**Exercise task:**
Write out the records below word for word, please.
[Supplied records start]
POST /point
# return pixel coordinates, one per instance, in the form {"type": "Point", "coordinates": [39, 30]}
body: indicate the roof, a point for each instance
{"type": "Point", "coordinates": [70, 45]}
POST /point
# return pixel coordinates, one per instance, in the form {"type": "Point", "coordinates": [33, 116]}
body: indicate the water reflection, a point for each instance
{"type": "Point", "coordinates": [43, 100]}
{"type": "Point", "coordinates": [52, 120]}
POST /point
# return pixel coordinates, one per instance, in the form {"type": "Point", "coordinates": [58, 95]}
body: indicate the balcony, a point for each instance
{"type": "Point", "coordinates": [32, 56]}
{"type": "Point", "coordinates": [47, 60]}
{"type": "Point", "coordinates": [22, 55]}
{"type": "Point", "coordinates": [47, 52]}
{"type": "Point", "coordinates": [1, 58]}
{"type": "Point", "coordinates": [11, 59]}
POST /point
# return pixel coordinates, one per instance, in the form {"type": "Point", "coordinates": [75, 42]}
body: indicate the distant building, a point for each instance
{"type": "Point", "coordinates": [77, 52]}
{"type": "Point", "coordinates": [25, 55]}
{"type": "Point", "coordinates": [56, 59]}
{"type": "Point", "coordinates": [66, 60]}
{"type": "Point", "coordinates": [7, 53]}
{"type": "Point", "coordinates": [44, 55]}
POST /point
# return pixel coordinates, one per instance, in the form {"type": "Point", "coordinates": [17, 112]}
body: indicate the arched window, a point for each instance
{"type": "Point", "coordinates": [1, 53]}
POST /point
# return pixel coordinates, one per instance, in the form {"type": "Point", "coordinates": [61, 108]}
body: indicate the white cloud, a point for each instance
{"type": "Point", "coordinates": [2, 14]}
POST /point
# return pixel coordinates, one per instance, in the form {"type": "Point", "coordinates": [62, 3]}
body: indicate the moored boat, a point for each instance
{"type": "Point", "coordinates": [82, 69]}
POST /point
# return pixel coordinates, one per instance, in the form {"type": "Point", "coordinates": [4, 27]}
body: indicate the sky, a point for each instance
[Supplied records end]
**Complete answer:**
POST /point
# return pixel coordinates, one per instance, in the form {"type": "Point", "coordinates": [39, 30]}
body: indicate the roof, a point for each instance
{"type": "Point", "coordinates": [70, 45]}
POST /point
# return pixel coordinates, one per instance, in the form {"type": "Point", "coordinates": [33, 116]}
body: indicate the water reflection, a point for each instance
{"type": "Point", "coordinates": [43, 100]}
{"type": "Point", "coordinates": [52, 120]}
POST /point
# return pixel coordinates, one per instance, in the form {"type": "Point", "coordinates": [58, 95]}
body: indicate the balcony, a point for each instance
{"type": "Point", "coordinates": [32, 56]}
{"type": "Point", "coordinates": [47, 60]}
{"type": "Point", "coordinates": [22, 55]}
{"type": "Point", "coordinates": [47, 52]}
{"type": "Point", "coordinates": [1, 58]}
{"type": "Point", "coordinates": [11, 59]}
POST /point
# return pixel coordinates, one per instance, in the form {"type": "Point", "coordinates": [75, 42]}
body: indicate the distant building, a point for each instance
{"type": "Point", "coordinates": [77, 52]}
{"type": "Point", "coordinates": [25, 55]}
{"type": "Point", "coordinates": [56, 59]}
{"type": "Point", "coordinates": [66, 60]}
{"type": "Point", "coordinates": [7, 53]}
{"type": "Point", "coordinates": [44, 55]}
POST /point
# return pixel coordinates, one per instance, in the form {"type": "Point", "coordinates": [17, 112]}
body: indicate the arched window, a point for each instance
{"type": "Point", "coordinates": [1, 53]}
POST /point
# return pixel coordinates, one per instance, in the form {"type": "Point", "coordinates": [61, 108]}
body: indicate the white cloud, a point for each instance
{"type": "Point", "coordinates": [2, 14]}
POST /point
# return pixel coordinates, one per instance, in the form {"type": "Point", "coordinates": [62, 3]}
body: indicate the moored boat, a point for each instance
{"type": "Point", "coordinates": [82, 69]}
POST /point
# return pixel coordinates, one per instance, in the form {"type": "Point", "coordinates": [4, 27]}
body: indicate the sky, a point for each instance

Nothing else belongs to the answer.